━━ AVAILABLE DATA ━━

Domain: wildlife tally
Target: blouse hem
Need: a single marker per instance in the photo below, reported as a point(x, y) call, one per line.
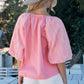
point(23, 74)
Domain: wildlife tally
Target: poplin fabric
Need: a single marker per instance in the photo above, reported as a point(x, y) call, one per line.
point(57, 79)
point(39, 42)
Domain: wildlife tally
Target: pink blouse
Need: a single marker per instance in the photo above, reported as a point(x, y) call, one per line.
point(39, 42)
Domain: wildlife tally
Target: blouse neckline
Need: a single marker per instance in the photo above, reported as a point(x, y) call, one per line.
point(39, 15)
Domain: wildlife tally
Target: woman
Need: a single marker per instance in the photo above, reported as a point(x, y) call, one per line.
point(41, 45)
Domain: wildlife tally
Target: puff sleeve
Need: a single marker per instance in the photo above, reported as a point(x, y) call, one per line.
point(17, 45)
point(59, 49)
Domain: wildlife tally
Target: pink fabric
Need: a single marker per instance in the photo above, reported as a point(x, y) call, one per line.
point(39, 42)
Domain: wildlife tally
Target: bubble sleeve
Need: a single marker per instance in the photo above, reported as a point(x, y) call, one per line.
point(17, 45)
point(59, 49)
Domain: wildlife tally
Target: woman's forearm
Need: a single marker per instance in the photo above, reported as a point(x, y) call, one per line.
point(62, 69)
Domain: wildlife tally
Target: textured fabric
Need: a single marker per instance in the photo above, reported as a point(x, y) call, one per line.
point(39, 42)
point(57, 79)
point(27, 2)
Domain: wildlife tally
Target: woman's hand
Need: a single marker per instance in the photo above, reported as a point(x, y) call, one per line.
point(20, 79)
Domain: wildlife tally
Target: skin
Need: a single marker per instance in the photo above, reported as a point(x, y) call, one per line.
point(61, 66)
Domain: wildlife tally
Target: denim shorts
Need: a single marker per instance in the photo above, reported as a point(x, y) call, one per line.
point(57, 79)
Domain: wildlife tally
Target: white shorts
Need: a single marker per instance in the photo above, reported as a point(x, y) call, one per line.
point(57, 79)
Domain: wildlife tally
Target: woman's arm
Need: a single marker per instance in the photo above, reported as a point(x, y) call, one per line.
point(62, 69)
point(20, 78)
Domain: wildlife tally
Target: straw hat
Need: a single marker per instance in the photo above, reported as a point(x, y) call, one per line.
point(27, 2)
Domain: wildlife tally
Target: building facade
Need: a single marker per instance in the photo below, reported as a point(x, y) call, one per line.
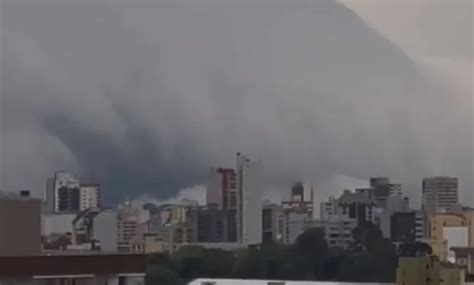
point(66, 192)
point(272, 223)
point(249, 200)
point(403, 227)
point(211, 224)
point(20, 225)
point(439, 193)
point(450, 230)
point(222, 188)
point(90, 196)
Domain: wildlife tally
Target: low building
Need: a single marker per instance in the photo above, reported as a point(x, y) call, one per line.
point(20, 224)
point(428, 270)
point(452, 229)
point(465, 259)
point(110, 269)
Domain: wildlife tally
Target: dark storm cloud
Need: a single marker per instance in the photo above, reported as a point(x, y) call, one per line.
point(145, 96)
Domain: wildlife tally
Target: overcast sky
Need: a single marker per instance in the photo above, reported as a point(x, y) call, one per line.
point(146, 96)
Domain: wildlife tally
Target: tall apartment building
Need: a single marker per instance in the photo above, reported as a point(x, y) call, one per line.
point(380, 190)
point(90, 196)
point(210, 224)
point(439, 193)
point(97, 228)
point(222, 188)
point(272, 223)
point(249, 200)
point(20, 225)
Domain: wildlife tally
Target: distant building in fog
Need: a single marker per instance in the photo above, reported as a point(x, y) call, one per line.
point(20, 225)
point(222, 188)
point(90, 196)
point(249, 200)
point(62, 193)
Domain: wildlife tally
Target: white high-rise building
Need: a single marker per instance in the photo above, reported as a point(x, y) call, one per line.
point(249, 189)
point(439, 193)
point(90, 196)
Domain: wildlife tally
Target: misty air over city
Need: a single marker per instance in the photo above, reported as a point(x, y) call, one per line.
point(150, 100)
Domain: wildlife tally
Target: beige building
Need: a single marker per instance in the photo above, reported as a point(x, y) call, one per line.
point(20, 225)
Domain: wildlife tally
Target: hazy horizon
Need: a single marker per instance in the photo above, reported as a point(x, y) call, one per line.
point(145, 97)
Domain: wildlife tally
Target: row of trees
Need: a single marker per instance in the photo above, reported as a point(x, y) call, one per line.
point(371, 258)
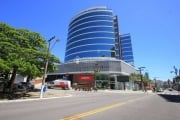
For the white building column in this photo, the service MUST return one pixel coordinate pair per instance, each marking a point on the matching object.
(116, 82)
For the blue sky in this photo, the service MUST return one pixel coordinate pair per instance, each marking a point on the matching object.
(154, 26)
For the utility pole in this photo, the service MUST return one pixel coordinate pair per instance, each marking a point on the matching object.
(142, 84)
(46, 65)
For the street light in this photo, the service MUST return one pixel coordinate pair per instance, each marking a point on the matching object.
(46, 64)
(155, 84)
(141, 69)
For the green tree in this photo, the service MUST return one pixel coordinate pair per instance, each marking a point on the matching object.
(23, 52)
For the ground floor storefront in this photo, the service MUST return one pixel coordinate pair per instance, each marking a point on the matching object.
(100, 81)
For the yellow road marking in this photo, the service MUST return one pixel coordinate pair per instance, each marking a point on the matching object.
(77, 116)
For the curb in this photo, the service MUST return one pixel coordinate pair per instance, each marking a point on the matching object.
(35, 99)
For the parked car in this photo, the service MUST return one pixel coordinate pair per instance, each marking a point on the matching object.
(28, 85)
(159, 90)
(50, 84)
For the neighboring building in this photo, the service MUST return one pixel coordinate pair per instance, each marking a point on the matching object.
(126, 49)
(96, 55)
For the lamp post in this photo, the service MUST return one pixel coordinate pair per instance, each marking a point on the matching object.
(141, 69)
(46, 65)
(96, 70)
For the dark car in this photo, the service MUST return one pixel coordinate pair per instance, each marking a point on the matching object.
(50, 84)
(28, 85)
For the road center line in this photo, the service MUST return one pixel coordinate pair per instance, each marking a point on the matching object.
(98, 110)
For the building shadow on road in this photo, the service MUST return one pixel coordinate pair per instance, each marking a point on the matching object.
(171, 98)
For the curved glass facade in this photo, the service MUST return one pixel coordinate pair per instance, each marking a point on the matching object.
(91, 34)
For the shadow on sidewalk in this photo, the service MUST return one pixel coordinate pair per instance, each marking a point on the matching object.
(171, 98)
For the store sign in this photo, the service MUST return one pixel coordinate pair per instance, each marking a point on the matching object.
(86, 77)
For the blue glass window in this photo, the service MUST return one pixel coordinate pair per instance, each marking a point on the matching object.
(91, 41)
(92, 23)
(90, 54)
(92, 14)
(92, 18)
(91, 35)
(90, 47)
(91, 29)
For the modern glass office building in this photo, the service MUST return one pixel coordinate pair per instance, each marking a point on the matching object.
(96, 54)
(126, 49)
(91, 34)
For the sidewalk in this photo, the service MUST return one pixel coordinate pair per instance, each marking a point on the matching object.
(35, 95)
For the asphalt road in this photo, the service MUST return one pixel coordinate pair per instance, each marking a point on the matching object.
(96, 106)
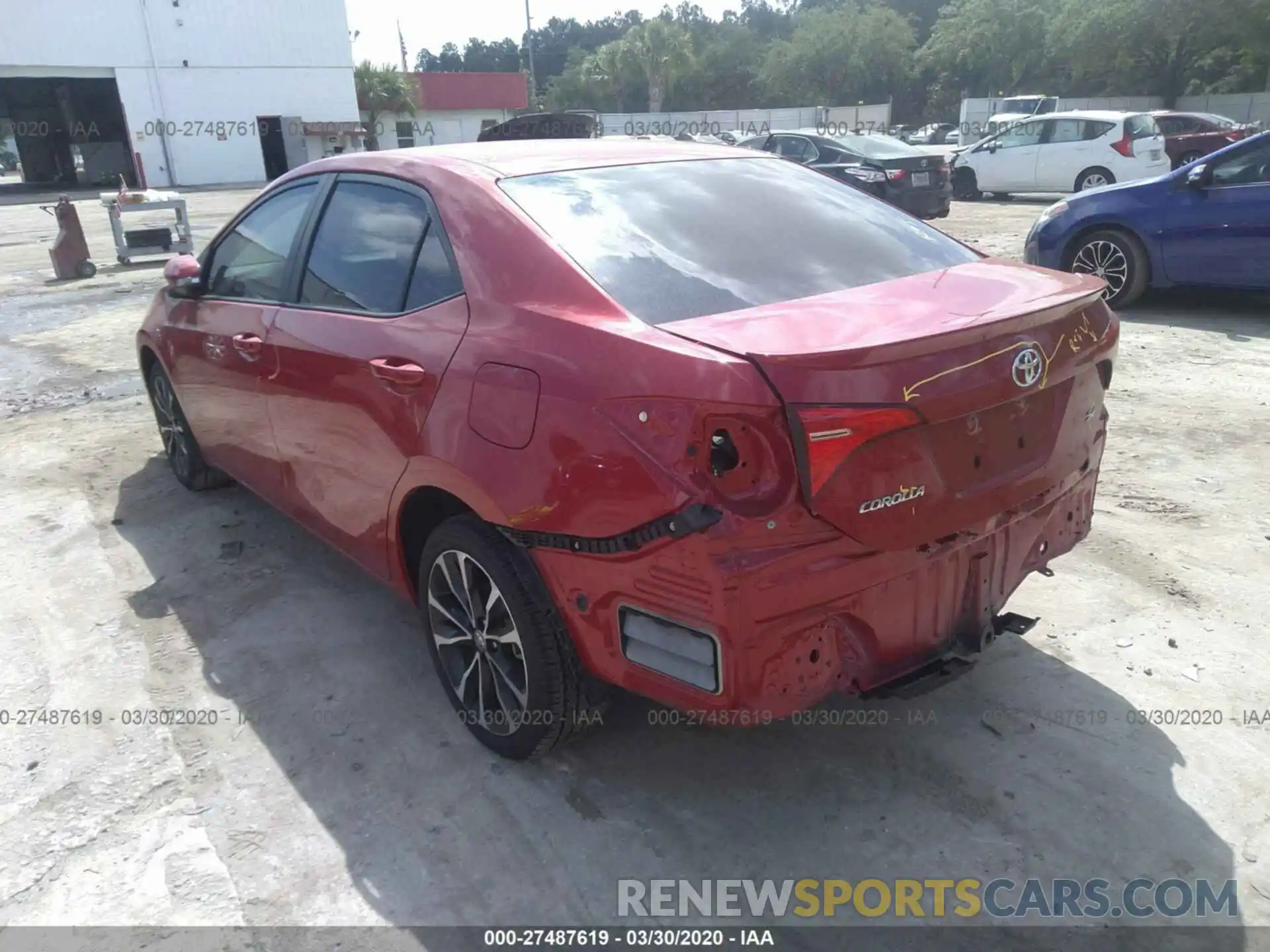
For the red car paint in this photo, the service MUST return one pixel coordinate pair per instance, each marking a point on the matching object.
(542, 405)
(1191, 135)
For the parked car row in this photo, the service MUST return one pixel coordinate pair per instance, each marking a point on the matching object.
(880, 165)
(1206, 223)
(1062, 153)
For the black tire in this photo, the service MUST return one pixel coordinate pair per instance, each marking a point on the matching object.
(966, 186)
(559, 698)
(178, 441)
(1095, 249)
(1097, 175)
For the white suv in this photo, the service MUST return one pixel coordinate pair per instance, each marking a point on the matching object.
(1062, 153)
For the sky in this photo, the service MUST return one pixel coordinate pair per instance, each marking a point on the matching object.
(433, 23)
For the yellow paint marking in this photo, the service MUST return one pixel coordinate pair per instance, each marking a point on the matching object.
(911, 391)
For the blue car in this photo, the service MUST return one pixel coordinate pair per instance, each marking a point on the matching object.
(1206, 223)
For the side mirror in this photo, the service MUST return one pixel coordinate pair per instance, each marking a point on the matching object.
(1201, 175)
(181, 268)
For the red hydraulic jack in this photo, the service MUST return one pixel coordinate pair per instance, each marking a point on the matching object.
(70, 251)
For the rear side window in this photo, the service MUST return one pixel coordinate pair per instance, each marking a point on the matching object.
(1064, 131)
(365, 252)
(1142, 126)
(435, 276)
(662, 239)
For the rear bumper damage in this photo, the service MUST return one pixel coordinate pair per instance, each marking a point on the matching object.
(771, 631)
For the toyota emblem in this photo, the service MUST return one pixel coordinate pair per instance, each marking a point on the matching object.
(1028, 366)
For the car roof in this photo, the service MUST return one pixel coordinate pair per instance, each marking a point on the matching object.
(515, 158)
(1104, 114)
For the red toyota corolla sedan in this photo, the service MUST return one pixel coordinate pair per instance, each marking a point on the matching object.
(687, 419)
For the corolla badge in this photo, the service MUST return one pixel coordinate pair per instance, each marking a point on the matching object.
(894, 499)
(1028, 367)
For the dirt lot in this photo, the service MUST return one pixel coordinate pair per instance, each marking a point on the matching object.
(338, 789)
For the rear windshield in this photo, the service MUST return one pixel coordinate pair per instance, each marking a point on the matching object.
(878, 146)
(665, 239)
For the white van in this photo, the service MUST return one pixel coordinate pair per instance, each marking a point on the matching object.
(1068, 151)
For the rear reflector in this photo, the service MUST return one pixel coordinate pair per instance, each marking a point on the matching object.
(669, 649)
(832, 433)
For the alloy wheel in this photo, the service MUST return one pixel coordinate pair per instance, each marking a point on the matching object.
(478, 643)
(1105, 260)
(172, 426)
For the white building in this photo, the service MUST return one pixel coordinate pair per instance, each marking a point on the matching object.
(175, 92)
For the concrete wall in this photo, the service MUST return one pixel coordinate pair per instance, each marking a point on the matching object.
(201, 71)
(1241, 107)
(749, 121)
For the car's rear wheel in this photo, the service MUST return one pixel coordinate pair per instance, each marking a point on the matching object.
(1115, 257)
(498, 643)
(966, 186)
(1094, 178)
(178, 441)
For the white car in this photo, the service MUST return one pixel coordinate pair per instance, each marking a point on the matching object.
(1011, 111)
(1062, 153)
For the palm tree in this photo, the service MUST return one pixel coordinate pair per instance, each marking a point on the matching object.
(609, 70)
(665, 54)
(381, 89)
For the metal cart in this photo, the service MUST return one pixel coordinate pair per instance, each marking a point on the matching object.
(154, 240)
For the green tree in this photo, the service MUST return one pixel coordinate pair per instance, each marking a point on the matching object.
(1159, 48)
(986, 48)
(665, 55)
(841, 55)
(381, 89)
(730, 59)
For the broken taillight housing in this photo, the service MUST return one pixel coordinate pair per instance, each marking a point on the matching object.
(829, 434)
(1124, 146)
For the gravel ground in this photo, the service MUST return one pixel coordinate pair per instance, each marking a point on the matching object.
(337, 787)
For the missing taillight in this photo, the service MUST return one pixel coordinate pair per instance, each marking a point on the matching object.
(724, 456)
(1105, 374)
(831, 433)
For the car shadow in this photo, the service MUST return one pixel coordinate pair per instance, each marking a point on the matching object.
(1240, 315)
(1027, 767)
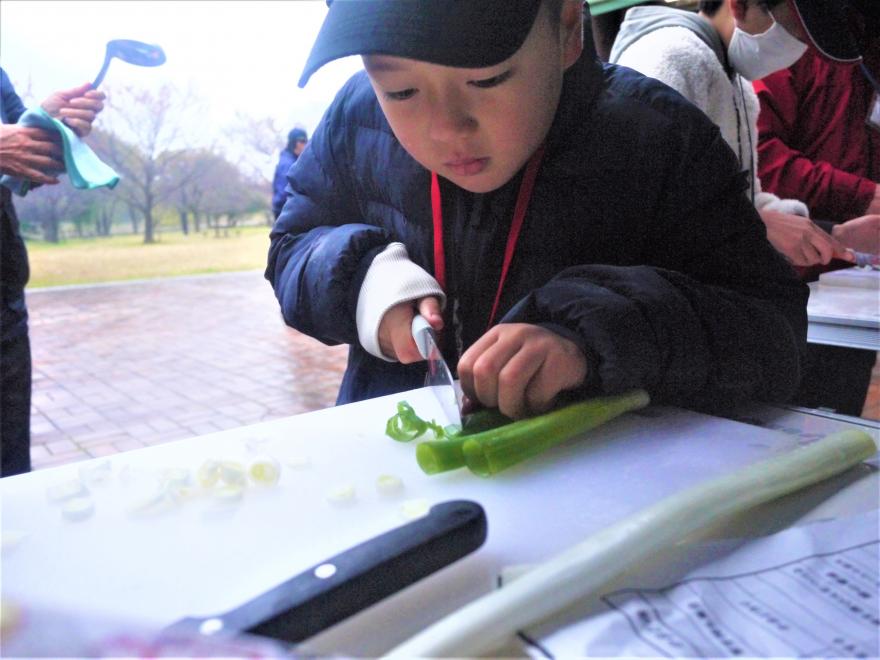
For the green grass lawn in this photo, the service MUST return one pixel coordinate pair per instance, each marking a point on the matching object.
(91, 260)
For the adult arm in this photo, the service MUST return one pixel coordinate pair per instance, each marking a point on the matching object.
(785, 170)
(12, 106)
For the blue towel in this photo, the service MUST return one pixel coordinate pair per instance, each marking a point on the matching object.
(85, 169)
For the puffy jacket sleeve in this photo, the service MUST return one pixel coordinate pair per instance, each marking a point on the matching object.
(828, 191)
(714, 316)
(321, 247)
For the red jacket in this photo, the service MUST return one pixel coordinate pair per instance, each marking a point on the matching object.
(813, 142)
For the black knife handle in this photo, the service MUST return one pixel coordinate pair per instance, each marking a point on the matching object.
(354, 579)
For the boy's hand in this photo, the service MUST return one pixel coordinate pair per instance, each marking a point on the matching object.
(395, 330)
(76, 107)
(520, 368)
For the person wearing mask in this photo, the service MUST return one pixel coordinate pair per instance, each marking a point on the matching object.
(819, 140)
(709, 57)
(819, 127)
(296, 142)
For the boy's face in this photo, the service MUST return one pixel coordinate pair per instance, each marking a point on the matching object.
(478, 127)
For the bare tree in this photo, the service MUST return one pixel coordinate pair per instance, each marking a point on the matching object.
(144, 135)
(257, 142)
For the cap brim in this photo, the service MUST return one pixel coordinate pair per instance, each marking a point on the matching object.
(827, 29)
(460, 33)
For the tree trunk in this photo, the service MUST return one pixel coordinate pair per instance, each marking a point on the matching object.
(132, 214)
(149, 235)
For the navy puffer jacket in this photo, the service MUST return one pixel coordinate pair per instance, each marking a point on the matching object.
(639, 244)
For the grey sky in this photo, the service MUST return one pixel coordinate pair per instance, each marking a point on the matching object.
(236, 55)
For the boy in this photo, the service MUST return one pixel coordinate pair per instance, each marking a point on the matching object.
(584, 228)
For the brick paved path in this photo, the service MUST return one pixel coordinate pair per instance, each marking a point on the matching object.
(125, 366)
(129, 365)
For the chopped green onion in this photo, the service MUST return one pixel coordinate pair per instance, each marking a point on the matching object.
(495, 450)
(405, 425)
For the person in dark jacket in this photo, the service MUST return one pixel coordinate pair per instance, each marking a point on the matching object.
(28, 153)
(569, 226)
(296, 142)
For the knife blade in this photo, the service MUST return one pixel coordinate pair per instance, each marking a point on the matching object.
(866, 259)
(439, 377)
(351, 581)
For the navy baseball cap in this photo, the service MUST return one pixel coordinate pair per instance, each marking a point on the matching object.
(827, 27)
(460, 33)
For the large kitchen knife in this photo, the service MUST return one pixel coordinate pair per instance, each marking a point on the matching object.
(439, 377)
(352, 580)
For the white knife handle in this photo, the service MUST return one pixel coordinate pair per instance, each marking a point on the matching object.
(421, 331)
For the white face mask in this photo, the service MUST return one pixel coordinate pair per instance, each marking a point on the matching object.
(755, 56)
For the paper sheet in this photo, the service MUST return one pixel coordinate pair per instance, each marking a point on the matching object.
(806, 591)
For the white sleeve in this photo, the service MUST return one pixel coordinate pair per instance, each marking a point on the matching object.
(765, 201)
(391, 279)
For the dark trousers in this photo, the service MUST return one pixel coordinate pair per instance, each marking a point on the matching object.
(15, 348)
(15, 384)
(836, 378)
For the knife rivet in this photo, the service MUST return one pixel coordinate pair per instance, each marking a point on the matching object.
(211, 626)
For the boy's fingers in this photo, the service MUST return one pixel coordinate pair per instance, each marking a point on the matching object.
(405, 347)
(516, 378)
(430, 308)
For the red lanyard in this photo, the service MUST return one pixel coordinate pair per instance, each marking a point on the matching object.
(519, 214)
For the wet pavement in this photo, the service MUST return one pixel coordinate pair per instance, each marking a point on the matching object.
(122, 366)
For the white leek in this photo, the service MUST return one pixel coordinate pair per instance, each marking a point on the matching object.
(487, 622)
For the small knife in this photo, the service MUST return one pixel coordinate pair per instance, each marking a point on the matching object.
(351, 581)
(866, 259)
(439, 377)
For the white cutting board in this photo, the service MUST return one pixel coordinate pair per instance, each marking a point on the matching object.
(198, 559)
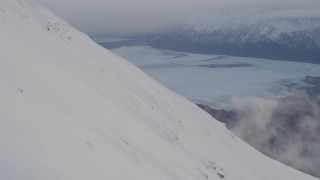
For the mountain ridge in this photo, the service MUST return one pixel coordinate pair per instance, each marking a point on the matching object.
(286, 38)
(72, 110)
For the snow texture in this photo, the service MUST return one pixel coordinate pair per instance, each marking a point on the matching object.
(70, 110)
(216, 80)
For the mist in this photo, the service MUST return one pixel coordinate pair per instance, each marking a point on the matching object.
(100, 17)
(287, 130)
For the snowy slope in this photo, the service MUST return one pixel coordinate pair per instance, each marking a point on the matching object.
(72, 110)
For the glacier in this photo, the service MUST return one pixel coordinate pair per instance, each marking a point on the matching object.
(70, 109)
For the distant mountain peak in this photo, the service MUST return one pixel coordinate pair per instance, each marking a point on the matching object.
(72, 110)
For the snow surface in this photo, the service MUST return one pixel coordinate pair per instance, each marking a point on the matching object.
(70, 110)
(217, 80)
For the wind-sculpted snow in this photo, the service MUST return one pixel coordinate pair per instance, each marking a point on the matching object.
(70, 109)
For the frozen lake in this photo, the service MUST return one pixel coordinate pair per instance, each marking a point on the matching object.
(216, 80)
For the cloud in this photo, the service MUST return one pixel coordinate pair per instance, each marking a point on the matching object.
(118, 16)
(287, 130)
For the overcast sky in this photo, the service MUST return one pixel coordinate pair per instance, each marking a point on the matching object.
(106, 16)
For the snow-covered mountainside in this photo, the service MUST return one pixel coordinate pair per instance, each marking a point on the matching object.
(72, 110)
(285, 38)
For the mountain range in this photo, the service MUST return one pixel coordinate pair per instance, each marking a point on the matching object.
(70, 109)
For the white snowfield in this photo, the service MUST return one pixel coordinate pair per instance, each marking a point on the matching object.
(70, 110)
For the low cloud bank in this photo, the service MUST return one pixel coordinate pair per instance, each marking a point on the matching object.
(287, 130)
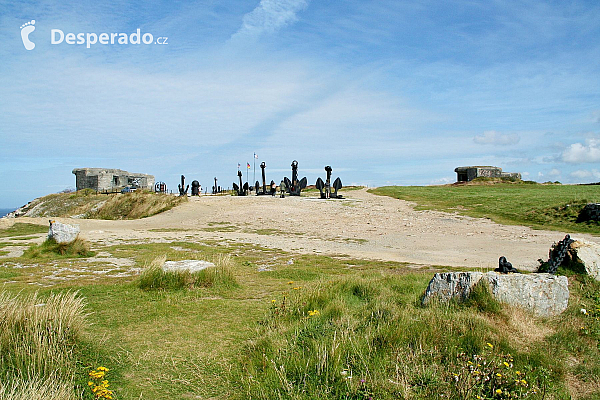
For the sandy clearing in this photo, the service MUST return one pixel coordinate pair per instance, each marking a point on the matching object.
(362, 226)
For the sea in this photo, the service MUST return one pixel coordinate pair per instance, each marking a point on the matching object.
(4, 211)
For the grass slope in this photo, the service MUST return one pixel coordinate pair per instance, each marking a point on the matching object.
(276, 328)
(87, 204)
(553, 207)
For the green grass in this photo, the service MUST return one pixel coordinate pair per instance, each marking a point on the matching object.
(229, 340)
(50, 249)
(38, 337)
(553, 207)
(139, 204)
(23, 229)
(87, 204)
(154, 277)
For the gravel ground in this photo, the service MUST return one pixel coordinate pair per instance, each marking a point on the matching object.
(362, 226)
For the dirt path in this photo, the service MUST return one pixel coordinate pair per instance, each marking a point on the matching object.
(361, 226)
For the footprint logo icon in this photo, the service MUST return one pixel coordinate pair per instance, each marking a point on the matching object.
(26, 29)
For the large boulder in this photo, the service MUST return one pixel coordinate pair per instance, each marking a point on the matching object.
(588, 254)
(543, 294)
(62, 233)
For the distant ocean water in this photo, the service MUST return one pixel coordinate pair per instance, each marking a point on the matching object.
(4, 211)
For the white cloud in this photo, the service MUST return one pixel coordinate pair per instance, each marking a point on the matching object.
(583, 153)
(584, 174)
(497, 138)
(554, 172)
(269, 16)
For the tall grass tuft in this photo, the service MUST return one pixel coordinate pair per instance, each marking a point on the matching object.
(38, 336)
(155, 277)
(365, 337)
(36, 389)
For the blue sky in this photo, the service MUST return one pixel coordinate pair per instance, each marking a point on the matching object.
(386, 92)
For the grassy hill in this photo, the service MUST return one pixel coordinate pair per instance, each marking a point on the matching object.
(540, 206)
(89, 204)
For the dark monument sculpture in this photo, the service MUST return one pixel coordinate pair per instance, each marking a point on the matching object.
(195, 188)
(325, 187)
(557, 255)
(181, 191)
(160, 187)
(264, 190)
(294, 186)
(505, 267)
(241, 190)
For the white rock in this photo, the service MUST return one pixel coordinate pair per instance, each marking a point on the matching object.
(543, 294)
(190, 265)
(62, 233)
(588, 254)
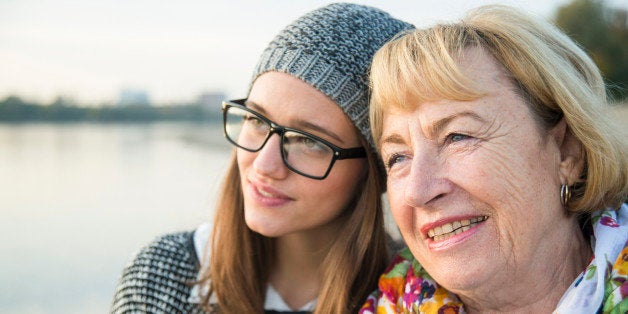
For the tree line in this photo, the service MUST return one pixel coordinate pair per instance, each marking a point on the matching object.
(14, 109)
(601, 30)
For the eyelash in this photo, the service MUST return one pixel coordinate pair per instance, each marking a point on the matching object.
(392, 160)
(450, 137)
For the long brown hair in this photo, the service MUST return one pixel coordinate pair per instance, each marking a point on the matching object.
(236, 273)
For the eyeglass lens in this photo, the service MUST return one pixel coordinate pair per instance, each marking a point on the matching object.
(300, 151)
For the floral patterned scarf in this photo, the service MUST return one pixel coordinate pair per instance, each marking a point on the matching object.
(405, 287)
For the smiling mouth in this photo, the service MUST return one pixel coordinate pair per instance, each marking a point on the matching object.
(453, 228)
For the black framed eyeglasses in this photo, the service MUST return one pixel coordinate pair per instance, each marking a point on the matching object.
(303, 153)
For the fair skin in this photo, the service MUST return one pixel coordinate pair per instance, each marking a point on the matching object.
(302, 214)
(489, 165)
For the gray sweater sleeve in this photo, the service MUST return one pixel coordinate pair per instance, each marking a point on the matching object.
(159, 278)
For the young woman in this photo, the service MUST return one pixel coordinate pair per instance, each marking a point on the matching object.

━━━

WORK TO COMPLETE: Copy out the lines from the line containing "For the eyeglass" to the end of the listing above, without alteration.

EXERCISE OUTPUT:
For the eyeglass lens in this photo, the service MUST return one pixel coordinate pair per instance, each marking a point on the matching object.
(300, 151)
For the floral patterned scarf in this photo, the service MUST return one pixel coordinate pair per instance, each marking a point on the matching object.
(405, 287)
For the smiling mouth in this photo, the service MUST return one pixel coordinate pair per instance, each marking a point on the matching object.
(453, 228)
For the black framed eyeglasses in this photo, the service MUST return one pixel coordinate pair per instance, each marking a point on the matching object.
(303, 153)
For the fair skin in this photo, the service MUST return one pixel coordinate pair per instance, each marking a point on the matching object.
(302, 214)
(489, 165)
For the gray sweater sleeve in this photo, the service MUST return one pixel coordinate pair per instance, each marking a point on the matching object.
(159, 278)
For the young woman in this photo, the service MUST return one pixel coordinate pair per instance, each marking a point on the matching object.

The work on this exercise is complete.